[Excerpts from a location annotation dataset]
--------------------
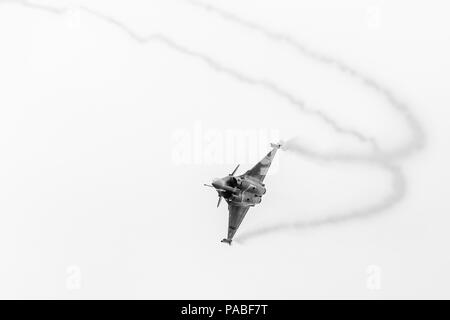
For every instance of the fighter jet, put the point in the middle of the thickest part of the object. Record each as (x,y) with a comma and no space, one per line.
(242,192)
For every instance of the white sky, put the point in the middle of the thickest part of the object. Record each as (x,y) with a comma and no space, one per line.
(96,202)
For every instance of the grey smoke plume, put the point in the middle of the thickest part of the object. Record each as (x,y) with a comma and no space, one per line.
(378,157)
(397,192)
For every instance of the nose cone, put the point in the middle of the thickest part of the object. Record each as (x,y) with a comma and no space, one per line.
(217,183)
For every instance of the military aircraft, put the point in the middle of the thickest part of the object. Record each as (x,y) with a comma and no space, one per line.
(244,191)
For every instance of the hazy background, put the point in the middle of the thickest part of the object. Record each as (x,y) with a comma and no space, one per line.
(114,113)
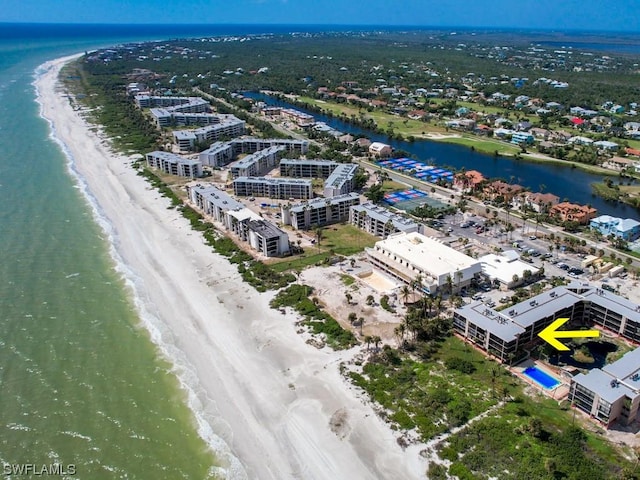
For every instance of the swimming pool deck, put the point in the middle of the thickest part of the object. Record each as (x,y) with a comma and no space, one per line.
--------------------
◆ Problem requirements
Please reproduce all of the material above word for word, omitting the pictures.

◆ Exercise result
For every instance of the fighter jet, put the point in the middle of the thickest part of the object. Record each as (x,y) with a comma and no space, one per line.
(242,192)
For every instance of the white sky, put the point in the middle of the thickest part of the object. Record each as (x,y) with a comma and no space, one per line.
(96,202)
For every instance of the grey smoke plume, put the point in the middle of the thickest part of the object. Record each as (x,y) with a comma and no space, one per line.
(378,157)
(397,192)
For every instance of the nose cone, put the point in the middle of the thickest part of the object. Record each as (x,y) with a comma and no space, one per line.
(217,183)
For every instance of the military aircraft, put the point in the middle of the thickest part of the object. Record each as (x,y) with a comma and no space, one per line.
(244,191)
For every instance of the hazy background, put the point in the middle of the thickest part of the object. Record each as (x,y) with a comma and no space, one per line.
(114,113)
For every instance of the swimming pool deck, put the point in the middle of the thickest part of the object. Record each as (x,y) with a comma and no space, one per line.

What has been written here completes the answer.